BRIEF: Reproduce all of the lines below verbatim, leaving the pictures out of your answer.

[Records of labeled points]
────────────────────

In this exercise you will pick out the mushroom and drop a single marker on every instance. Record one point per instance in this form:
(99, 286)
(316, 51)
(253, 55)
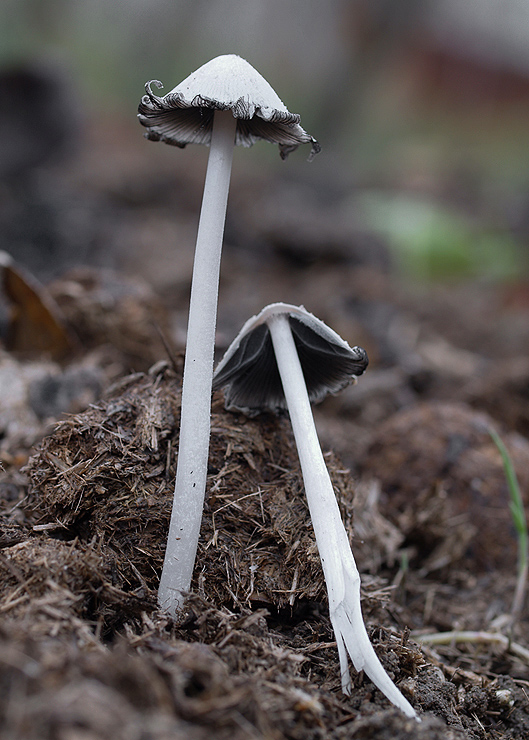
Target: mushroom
(285, 358)
(225, 102)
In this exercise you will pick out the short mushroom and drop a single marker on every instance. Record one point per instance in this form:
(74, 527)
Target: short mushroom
(285, 358)
(225, 102)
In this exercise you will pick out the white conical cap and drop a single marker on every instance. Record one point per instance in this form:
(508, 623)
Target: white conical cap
(185, 114)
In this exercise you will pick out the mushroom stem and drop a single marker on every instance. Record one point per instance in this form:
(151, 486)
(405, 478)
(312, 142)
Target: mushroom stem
(190, 486)
(339, 567)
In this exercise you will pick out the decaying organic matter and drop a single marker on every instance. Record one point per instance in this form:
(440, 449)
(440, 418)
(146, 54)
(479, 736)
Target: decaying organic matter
(106, 474)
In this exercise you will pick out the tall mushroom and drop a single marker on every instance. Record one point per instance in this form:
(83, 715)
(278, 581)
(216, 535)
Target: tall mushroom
(225, 102)
(285, 358)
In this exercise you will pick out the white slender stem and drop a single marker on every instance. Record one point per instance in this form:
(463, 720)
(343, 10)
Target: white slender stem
(339, 567)
(193, 447)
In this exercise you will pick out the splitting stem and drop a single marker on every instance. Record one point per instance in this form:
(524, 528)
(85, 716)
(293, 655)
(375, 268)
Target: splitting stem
(339, 567)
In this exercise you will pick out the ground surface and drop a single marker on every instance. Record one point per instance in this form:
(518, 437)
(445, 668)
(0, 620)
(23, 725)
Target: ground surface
(89, 446)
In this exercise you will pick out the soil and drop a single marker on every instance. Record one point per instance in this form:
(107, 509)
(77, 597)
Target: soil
(89, 447)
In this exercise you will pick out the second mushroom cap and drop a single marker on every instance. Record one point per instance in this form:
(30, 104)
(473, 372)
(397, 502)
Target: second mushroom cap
(249, 373)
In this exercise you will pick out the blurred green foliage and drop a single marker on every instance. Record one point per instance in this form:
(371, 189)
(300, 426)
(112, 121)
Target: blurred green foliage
(429, 241)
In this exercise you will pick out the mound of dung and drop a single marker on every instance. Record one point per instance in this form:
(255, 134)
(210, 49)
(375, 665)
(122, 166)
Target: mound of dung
(105, 478)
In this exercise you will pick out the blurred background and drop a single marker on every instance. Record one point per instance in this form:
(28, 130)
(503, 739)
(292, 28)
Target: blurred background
(422, 110)
(408, 234)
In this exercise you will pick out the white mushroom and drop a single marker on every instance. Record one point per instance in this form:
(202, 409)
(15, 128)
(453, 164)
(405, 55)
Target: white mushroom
(285, 357)
(223, 103)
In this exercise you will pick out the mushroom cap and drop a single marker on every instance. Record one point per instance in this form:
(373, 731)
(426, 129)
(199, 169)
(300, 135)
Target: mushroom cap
(185, 114)
(249, 374)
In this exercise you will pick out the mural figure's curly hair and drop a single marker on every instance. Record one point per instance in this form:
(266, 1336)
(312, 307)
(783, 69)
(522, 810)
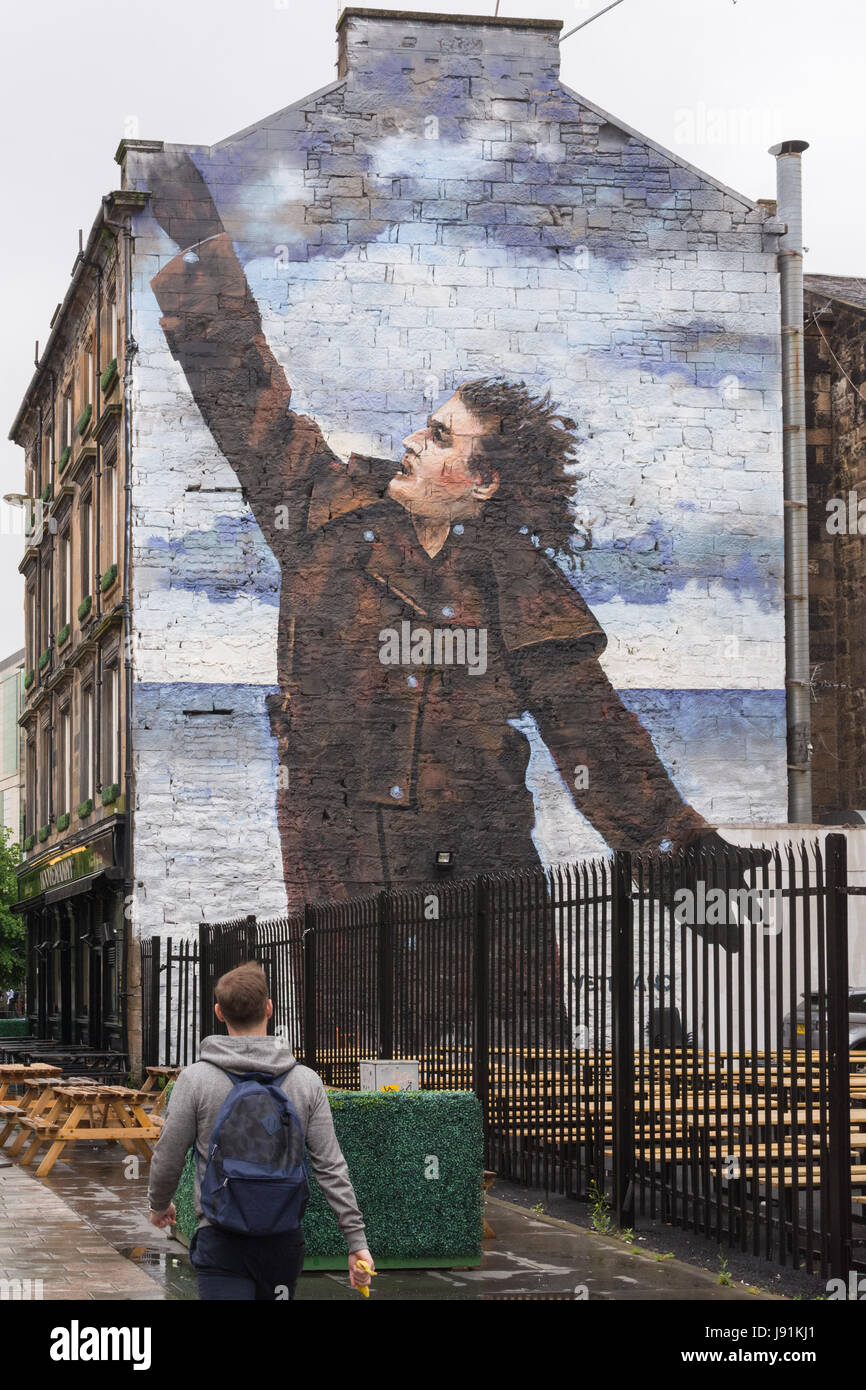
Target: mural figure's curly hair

────────────────────

ANSWER:
In this exercise you will pick out the mushroom and drop a single marker on every instance. Record one point per instance in this form:
(99, 286)
(316, 51)
(253, 55)
Target: mushroom
(285, 358)
(225, 102)
In this exercise you will pick out the short mushroom and drop a single marker on every instance. Record one point per instance in this form:
(74, 527)
Target: short mushroom
(285, 358)
(225, 102)
In this exercise you will pick out the white conical cap and drop a single marker on every instance. Record one point per instance in this form:
(508, 623)
Target: white conical cap
(185, 114)
In this exercise you will pick out the mushroom stem and drop a single marker on every instance. Record one point per instance in this form:
(151, 486)
(405, 478)
(312, 142)
Target: mushroom stem
(190, 486)
(339, 567)
In this exercise you will pick out the decaying organic matter and drop a single marker on every instance. Record one point per instance in this form:
(440, 449)
(440, 418)
(146, 54)
(479, 736)
Target: decaying organic matter
(106, 474)
In this exercise you will pick out the tall mushroom and drop a single marker on every instance. Record one point per instance in this form:
(83, 715)
(278, 581)
(216, 535)
Target: tall mushroom
(225, 102)
(285, 358)
In this exercise you will pick out the white slender stem and drop a single marker on every instance. Record one point per instance in this form:
(463, 720)
(343, 10)
Target: white slender stem
(339, 567)
(193, 447)
In this exercise you will pick out the splitting stem and drop a single marker on every instance. Record one point per instance in this form:
(524, 528)
(85, 716)
(293, 655)
(375, 268)
Target: splitting stem
(339, 567)
In this exercise you will pick out the ground surface and drop a single marker on every instance. Record one point per instance in this form:
(518, 437)
(445, 668)
(0, 620)
(23, 725)
Target: ground surface
(89, 446)
In this exercise you will pick out the soil and drop a single marker on every instance. Record one point per instance in this form:
(107, 509)
(77, 597)
Target: soil
(89, 447)
In this exercise you will pick out the second mushroom cap and drop a single marker on every instance. Record one point per instance in this form:
(30, 104)
(473, 372)
(397, 502)
Target: second mushroom cap
(249, 373)
In this exercise you will pick out the blurred green foliage and drop a single marker on every instance. Record one point per instance in this form:
(371, 189)
(300, 426)
(112, 121)
Target: blurred green foliage
(429, 241)
In this exercise you will pick out the mound of dung and drop a single marker on every instance. Record one point per instance in this form:
(255, 134)
(210, 49)
(375, 665)
(122, 166)
Target: mound of dung
(105, 478)
In this exercise you will pick out the blurred background and drop a single marker on every instance. Record one point per instance in this form:
(28, 130)
(503, 739)
(292, 28)
Target: blurred background
(422, 110)
(408, 234)
In this exercise you will pick out the white mushroom and drop a single marker on every instance. Record one point per instance in this form:
(202, 409)
(15, 128)
(453, 164)
(405, 55)
Target: white mushroom
(285, 357)
(223, 103)
In this exercise you will pick out the mushroom cap and drop a single marker on every instance. Record one point per instance in this form:
(373, 731)
(426, 129)
(199, 169)
(300, 135)
Target: mushroom cap
(185, 114)
(249, 374)
In this exercise you will pick out the mural figure's curly hair and drop a single marker on every instance. Record one point per instance in this form:
(266, 1336)
(312, 307)
(783, 69)
(522, 810)
Target: mural figure's curly hair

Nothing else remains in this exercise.